> Problem
Return every line of the records that contains the word "sunflower".

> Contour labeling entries
•••
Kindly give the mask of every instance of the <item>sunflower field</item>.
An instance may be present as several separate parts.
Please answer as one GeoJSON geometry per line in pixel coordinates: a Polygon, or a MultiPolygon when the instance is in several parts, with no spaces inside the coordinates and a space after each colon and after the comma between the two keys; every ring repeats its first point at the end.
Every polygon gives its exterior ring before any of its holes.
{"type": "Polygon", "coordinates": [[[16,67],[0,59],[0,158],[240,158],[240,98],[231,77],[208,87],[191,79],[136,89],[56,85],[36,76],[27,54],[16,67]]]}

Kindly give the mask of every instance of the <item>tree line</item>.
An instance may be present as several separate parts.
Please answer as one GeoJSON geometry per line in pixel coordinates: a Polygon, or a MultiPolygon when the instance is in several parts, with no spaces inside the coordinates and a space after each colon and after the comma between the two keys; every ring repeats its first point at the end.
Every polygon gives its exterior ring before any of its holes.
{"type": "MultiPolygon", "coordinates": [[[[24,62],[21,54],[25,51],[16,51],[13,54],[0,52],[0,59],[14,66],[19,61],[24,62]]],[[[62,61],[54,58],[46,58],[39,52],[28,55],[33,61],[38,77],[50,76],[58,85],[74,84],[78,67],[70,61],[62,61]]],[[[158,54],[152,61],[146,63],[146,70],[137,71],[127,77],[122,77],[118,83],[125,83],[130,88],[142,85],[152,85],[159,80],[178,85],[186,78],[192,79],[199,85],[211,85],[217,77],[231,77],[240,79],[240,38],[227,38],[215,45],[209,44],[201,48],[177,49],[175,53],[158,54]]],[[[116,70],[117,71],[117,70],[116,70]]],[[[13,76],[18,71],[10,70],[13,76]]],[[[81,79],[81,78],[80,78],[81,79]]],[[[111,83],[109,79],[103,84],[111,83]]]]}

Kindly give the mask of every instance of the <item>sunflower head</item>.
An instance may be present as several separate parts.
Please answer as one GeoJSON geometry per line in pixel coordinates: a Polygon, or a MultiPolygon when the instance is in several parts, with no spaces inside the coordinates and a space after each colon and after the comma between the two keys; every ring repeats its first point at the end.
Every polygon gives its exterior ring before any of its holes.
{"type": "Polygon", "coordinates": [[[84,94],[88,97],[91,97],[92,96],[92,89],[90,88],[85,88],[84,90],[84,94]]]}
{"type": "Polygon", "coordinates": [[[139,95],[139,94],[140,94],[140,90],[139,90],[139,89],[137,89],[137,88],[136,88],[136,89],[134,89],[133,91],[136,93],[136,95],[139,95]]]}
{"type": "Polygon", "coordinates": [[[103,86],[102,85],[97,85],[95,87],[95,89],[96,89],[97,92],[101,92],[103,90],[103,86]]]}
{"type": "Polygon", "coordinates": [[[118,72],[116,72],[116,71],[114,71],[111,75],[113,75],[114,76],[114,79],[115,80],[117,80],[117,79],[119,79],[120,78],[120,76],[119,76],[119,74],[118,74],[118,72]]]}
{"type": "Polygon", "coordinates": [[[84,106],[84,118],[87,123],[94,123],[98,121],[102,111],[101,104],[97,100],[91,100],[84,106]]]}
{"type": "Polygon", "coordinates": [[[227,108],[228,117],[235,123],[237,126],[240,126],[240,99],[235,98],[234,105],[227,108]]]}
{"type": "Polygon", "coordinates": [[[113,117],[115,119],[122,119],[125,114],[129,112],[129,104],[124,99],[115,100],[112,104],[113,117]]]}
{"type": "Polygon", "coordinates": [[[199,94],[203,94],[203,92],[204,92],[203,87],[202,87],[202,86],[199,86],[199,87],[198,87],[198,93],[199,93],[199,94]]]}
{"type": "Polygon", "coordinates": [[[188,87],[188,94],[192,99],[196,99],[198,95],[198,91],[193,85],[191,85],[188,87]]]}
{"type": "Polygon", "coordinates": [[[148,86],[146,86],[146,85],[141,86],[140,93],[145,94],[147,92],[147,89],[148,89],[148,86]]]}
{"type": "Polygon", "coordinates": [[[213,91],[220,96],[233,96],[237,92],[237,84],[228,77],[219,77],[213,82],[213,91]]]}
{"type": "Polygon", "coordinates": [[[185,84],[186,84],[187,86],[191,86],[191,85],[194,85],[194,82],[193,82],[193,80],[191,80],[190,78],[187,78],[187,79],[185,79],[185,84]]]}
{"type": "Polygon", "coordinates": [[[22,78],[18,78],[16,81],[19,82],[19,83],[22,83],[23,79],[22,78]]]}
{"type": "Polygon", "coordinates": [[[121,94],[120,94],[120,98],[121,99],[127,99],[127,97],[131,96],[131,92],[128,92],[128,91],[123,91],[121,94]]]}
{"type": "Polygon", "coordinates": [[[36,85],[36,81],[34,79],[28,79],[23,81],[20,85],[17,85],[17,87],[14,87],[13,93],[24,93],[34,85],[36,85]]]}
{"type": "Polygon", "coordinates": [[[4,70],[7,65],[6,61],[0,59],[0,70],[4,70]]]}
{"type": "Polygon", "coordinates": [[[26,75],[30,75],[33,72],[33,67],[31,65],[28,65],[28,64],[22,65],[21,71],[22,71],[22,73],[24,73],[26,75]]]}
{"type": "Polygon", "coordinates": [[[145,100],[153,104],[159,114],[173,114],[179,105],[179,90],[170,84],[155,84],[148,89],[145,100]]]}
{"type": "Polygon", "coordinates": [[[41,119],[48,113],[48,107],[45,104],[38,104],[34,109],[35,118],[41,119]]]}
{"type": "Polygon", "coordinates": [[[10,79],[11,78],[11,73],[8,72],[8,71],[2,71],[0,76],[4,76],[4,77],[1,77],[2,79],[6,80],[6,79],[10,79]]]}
•••
> Reply
Kindly give the mask of every instance of the <item>sunflower field</item>.
Kindly give the mask of every instance of the <item>sunflower head</item>.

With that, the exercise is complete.